• _Location identification entries_
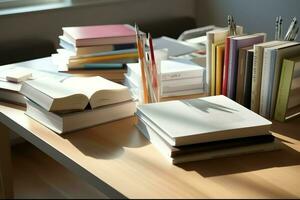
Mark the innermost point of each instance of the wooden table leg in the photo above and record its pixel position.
(6, 177)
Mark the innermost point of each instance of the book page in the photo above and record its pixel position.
(91, 85)
(53, 88)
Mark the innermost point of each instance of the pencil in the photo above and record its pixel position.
(143, 64)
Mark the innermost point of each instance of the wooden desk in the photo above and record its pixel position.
(118, 160)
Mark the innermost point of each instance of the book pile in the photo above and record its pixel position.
(76, 102)
(204, 128)
(179, 79)
(248, 70)
(101, 50)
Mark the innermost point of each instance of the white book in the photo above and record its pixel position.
(209, 152)
(180, 69)
(257, 72)
(62, 123)
(12, 97)
(74, 93)
(175, 47)
(202, 120)
(272, 61)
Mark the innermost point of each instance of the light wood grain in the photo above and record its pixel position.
(37, 176)
(6, 181)
(117, 159)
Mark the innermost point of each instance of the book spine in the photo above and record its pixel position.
(225, 70)
(255, 93)
(219, 69)
(213, 70)
(266, 84)
(208, 61)
(248, 80)
(240, 76)
(182, 75)
(284, 89)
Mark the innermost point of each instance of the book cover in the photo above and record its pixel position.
(63, 123)
(257, 72)
(289, 67)
(273, 58)
(235, 44)
(219, 67)
(241, 74)
(291, 51)
(225, 68)
(248, 79)
(202, 120)
(100, 34)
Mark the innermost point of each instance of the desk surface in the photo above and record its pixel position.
(116, 158)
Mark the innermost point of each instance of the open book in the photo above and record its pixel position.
(74, 93)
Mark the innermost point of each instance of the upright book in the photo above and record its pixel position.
(235, 44)
(248, 79)
(257, 72)
(241, 73)
(273, 58)
(288, 100)
(202, 120)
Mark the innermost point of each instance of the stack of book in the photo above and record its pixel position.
(179, 79)
(248, 70)
(100, 50)
(204, 128)
(76, 102)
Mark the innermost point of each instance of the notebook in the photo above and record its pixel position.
(100, 34)
(205, 119)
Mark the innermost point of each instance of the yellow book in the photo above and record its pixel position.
(102, 58)
(219, 67)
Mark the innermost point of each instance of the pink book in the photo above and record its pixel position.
(100, 34)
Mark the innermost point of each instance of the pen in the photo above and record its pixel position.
(280, 28)
(142, 62)
(276, 29)
(154, 77)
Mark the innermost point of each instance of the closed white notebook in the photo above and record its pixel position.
(205, 119)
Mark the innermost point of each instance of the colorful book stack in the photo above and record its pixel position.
(204, 128)
(100, 50)
(248, 70)
(76, 102)
(179, 79)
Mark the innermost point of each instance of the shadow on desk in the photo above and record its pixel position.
(107, 141)
(244, 163)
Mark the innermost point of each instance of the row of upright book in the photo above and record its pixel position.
(252, 72)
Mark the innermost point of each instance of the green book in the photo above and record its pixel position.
(288, 99)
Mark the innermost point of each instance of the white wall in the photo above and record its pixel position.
(47, 24)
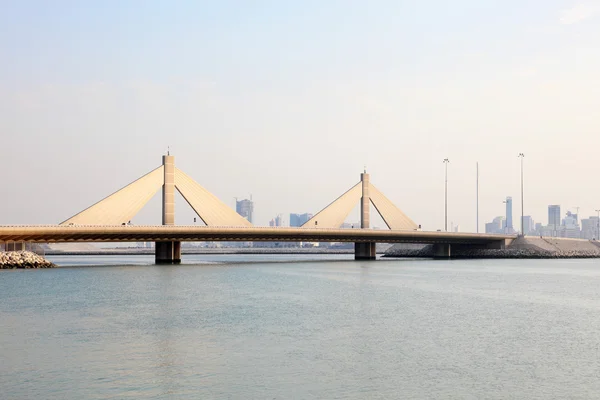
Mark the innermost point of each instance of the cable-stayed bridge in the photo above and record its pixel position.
(107, 221)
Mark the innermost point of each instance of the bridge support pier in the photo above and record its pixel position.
(365, 251)
(167, 252)
(442, 251)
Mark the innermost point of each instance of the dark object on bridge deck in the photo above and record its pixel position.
(365, 251)
(168, 252)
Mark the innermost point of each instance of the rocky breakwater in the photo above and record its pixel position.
(23, 259)
(522, 247)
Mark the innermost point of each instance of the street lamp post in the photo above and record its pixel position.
(446, 161)
(522, 156)
(598, 226)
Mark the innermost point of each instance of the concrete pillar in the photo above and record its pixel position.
(442, 251)
(168, 252)
(169, 191)
(365, 251)
(365, 219)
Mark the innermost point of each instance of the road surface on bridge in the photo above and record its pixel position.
(145, 233)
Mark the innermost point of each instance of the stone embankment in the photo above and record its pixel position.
(523, 247)
(23, 259)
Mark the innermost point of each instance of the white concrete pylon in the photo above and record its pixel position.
(208, 207)
(393, 217)
(121, 206)
(335, 213)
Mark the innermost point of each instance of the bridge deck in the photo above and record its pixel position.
(145, 233)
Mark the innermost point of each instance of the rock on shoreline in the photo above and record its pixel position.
(23, 259)
(522, 247)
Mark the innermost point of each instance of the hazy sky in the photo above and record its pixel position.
(288, 100)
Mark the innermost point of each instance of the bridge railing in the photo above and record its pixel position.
(23, 246)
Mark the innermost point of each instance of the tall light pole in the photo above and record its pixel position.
(446, 161)
(477, 196)
(598, 229)
(522, 156)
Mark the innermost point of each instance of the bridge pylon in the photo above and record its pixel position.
(364, 192)
(168, 252)
(121, 206)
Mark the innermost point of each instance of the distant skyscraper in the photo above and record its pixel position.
(496, 226)
(245, 208)
(553, 216)
(528, 225)
(509, 227)
(299, 219)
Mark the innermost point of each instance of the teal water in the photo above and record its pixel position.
(301, 327)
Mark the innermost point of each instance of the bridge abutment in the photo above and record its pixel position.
(442, 251)
(167, 252)
(365, 251)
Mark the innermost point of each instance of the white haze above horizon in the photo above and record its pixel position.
(288, 101)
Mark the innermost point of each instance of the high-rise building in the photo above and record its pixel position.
(245, 208)
(509, 226)
(553, 217)
(277, 221)
(590, 228)
(528, 225)
(299, 219)
(496, 226)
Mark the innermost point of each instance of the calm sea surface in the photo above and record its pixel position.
(301, 327)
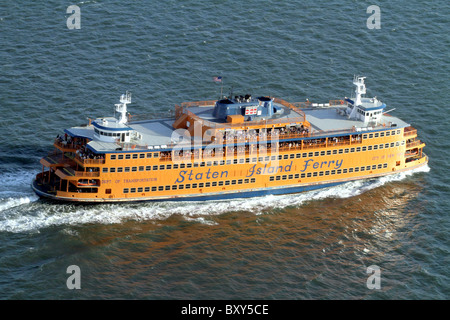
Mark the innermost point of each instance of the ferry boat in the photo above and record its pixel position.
(237, 146)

• _Stated exercise_
Update the rows by replacing "innermost point" with "central point" wherever it appears, changing nothing else. Write out all the rows without the pictures.

• _Exercise response_
Mark the central point of each instance of the wooden table leg in the photo above and record its pixel position.
(6, 177)
Mark the central point of each instance of the book page in the photo above and record its pixel position.
(91, 85)
(53, 88)
Mark the central point of each instance of the pencil in the photo above and record its pixel position.
(143, 64)
Mark the central point of each instance of the wooden desk in the photo above and record its pixel position.
(118, 160)
Mark the central point of each instance of the book pile in the photo above and record its pixel position.
(76, 102)
(204, 128)
(179, 79)
(248, 70)
(101, 50)
Mark the central point of each instance of the white book in the photo above and record its pixel position.
(209, 152)
(180, 69)
(257, 72)
(62, 123)
(12, 97)
(74, 93)
(175, 47)
(202, 120)
(272, 61)
Mark the central point of each instance of the light wood grain in the photo above and record its pixel position.
(37, 176)
(6, 181)
(117, 159)
Mark the central point of each instance of the book spine in the photo above and record its pixel position.
(225, 70)
(255, 93)
(219, 69)
(213, 70)
(266, 84)
(208, 61)
(248, 80)
(240, 76)
(182, 75)
(284, 89)
Mark the central point of each instance of the book cover in the photo above and record its pixel position.
(63, 123)
(257, 72)
(289, 67)
(273, 58)
(235, 44)
(219, 67)
(241, 74)
(291, 51)
(225, 68)
(248, 79)
(202, 120)
(100, 34)
Mark the central point of each instance of the desk surface in the photo above and record its pixel position.
(116, 158)
Mark the central point of each instance of the open book in the photo above and record its pixel position.
(74, 93)
Mark the central point of each instance of the upright book in the photo above and record its pixel position.
(235, 44)
(248, 79)
(257, 72)
(241, 73)
(273, 58)
(288, 100)
(202, 120)
Mark the central point of each instance of the stack of book in the photo above and record its pixel position.
(179, 79)
(248, 70)
(100, 50)
(204, 128)
(76, 102)
Mark the central point of each instance of the notebook in the photo above and record its pixel position.
(100, 34)
(205, 119)
Mark the central point of each instance of the yellow book in the photo above and record its pixel position.
(102, 58)
(219, 67)
Mark the central point of each instance of the pink book in the photo above and record its pixel position.
(100, 34)
Mark the central point of each instance of the pen in the photo above and record its pixel position.
(280, 28)
(142, 62)
(276, 29)
(154, 77)
Mark the central point of each instance of the closed white notebook in the photo above and record its pixel position.
(205, 119)
Mark the central point of each instance of the colorful book stack in the photo above and record its pixel position.
(204, 128)
(100, 50)
(248, 70)
(76, 102)
(179, 79)
Mark the central point of each instance of the shadow on desk in the photo above and record its pixel position.
(107, 141)
(244, 163)
Mark the central point of each instance of the row of upright book in the photo above and record its pixel position.
(252, 72)
Mark the central point of each instance of the green book in the photo above and record its pixel position.
(288, 99)
Mark the central point of each instance of the white wall in the photo above and record its pixel position.
(47, 24)
Mark the central point of each instance of the cable-stayed bridge in the photo above and record its pixel position.
(107, 221)
Mark the central point of each instance of the bridge support pier in the photo above and record its pixel position.
(365, 251)
(167, 252)
(442, 251)
Mark the central point of each instance of the dark object on bridge deck in the photo above and record its pixel position.
(365, 251)
(168, 252)
Mark the central point of each instance of the rocky breakwater in the photo above and record its pixel position.
(23, 259)
(522, 247)
Mark the central point of each instance of the street lamp post in the photo above and record its pixel position.
(446, 161)
(522, 156)
(598, 226)
Mark the central point of each instance of the concrete pillar in the photo above and record its pixel position.
(442, 251)
(168, 252)
(169, 191)
(365, 251)
(365, 219)
Mark the central point of each instance of the road surface on bridge in the photo above and record its pixel position.
(145, 233)
Mark the central point of each instance of the stone embankment in the photo above and record its pixel position.
(523, 247)
(23, 259)
Mark the central point of each instance of the white concrete pylon in the photo above and record its pixel position.
(208, 207)
(393, 217)
(121, 206)
(335, 213)
Mark the central point of each instance of the bridge deck in the photo above and record its pixel position.
(145, 233)
Mark the central point of each instance of the rock on shoreline in the photo above and record its pixel position.
(23, 259)
(522, 247)
Mark the central point of each instance of the hazy sky in the photo above and record its pixel position.
(288, 100)
Mark the central point of each instance of the bridge railing in the photo above and record its pixel position.
(23, 246)
Mark the central point of each instance of the tall light pole in the photo above and record its pixel position.
(446, 161)
(477, 196)
(598, 229)
(522, 156)
Mark the central point of each instance of the bridge pylon in the photo above and record its pixel position.
(364, 192)
(168, 252)
(121, 206)
Mark the central point of each instance of the distant skyscraper in the photo above and record its pixel position.
(496, 226)
(245, 208)
(553, 216)
(528, 225)
(509, 227)
(299, 219)
Mark the central point of each instance of the teal water in the photo above and record its pixel position.
(301, 327)
Mark the central point of each instance of the bridge abutment in the photo above and record its pixel position.
(442, 251)
(167, 252)
(365, 251)
Mark the central point of each instance of the white haze above horizon in the photo above and record its pixel position.
(288, 101)
Mark the central point of each instance of the high-rise building in the photo above and record its pixel position.
(245, 208)
(509, 226)
(553, 217)
(277, 221)
(590, 228)
(528, 225)
(299, 219)
(496, 226)
Mark the central point of each instance of the calm sea surface in the photo above and record its pixel position.
(301, 327)
Mark the central point of each instance of the ferry boat in the photo above and record its pixel position.
(237, 146)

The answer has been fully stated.